-- Consigne --
Recopiez mot pour mot, s'il vous plaît, le passage du texte sur la crise politique en Irlande du Nord qui va de « Hélas, la victime » jusqu'à « l’éliminant les premiers. ».

-- Section du texte --
........

Le retour des tensions
De manière extrêmement violente et brutale, les plaies que le pays avait mis tant de peines à panser se sont soudainement rouvertes ; le sang qui a coulé réveille les fantômes d’un passé rythmé par la peur, la haine, la violence, et la mort. L’assassinat du tueur à gages Kevin McGuigan a mené les enquêteurs à conclure que l’IRA existe encore et que tous ses membres n’ont pas rendu les armes.
Cette déclaration officielle du chef de la police nord-irlandaise, Georges Hamilton, a provoqué la chute du gouvernement de Belfast, les partis de gouvernement protestants ayant rompu avec les formations catholiques qui dirigeaient le pays avec eux dans le dessein de garantir son unité religieuse. À la suite des accords du Vendredi Saint, protestants et catholiques ont eu pour tradition de partager le pouvoir en vue de dépasser les clivages confessionnels et de ne plus les laisser diviser le pays. Aussi, le poste de Premier ministre revenait-il à un protestant de l’UUP ou du DUP, et celui de vice-premier ministre à un catholique du Sinn Féin ou du parti social-démocrate.
Hélas, la victime du récent homicide semble avoir travaillé pour la branche la plus violente de l’IRA qui avait abandonné le terrorisme après la fin des combats pour se reconvertir dans le crime organisé en général et dans le trafic d’armes en particulier. Leurs activités et les différents règlements de compte qu’elle auraient provoqués auraient causé la mort d’une quarantaine de personnes. Robert McGuigan aurait abattu une partie de ces personnes avant de se retourner contre son associé. Il aurait prévu de réserver le même sort à ses employeurs, mais ceux-ci l’auraient précédé en l’éliminant les premiers.
Ce macabre fait divers a mis dans l’embarras le Sinn Féin, principal parti catholique et ancienne branche de l’IRA ayant décidé de déposer les armes et de continuer le combat dans les urnes. Bobby Storey, un de ses cadres, aurait été impliqué dans l’affaire McGuigan. Le Premier ministre, Peter Robinson, a voulu que l’assemblée ajourne ses travaux, mais n’a pas obtenu la majorité suffisante à cet effet. L’alternative était que Londres suspende les institutions politiques d’Irlande du Nord le temps des pourparlers de crise, mais la capitale anglaise a refusé, forçant le gouvernement à la démission.
Cette crise institutionnelle montre que l’unité recouvrée depuis plus de quinze ans n’a jamais conquis la population d’Irlande du Nord. La frontière séculaire entre catholiques et protestants demeure plus ancrée que jamais au plus profond des mentalités et les communautés religieuses vivent séparées, parfois par des murs. Les blessures engendrées par la guerre demeurent très profondes. Les rancoeurs sont loin d’avoir disparues. Contenues le plus souvent pour éviter de nouvelles violences, elles ont plusieurs fois resurgi, notamment à travers les accusations d’anciens membres terroristes, catholiques ou protestants, envers les signataires des accords de paix.

........

-- Données extraites --
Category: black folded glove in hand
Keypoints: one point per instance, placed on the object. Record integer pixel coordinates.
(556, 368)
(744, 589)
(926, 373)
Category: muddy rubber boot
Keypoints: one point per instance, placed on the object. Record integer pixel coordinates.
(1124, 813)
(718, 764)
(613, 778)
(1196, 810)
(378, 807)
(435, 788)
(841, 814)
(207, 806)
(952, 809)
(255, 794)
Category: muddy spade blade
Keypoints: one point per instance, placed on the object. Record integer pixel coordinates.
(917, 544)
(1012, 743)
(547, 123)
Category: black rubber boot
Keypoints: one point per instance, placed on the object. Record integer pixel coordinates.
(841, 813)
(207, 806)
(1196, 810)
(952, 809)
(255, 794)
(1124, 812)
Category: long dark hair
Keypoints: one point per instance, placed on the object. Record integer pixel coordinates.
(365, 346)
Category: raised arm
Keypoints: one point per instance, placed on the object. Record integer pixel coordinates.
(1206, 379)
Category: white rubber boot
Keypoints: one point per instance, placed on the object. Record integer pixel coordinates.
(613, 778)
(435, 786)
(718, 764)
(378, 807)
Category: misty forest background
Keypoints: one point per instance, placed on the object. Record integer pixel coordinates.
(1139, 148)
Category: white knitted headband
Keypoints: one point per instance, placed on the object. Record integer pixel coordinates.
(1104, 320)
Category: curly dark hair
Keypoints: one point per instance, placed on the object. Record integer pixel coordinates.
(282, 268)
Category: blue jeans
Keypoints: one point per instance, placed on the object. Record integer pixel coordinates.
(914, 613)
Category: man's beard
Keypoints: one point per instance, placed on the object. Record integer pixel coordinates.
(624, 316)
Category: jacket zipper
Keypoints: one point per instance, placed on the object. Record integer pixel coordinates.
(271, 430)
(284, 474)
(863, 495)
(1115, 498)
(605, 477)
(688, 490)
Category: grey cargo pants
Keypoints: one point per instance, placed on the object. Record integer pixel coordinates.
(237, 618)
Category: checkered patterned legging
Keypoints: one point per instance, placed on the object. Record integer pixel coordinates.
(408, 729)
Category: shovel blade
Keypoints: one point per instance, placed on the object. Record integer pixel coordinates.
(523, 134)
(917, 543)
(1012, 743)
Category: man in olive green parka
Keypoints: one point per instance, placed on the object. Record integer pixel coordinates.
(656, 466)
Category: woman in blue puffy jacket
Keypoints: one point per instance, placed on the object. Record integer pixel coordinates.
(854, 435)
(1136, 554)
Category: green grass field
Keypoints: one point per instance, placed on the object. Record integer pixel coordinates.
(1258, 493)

........

-- Réponse à la consigne --
Hélas, la victime du récent homicide semble avoir travaillé pour la branche la plus violente de l’IRA qui avait abandonné le terrorisme après la fin des combats pour se reconvertir dans le crime organisé en général et dans le trafic d’armes en particulier. Leurs activités et les différents règlements de compte qu’elle auraient provoqués auraient causé la mort d’une quarantaine de personnes. Robert McGuigan aurait abattu une partie de ces personnes avant de se retourner contre son associé. Il aurait prévu de réserver le même sort à ses employeurs, mais ceux-ci l’auraient précédé en l’éliminant les premiers.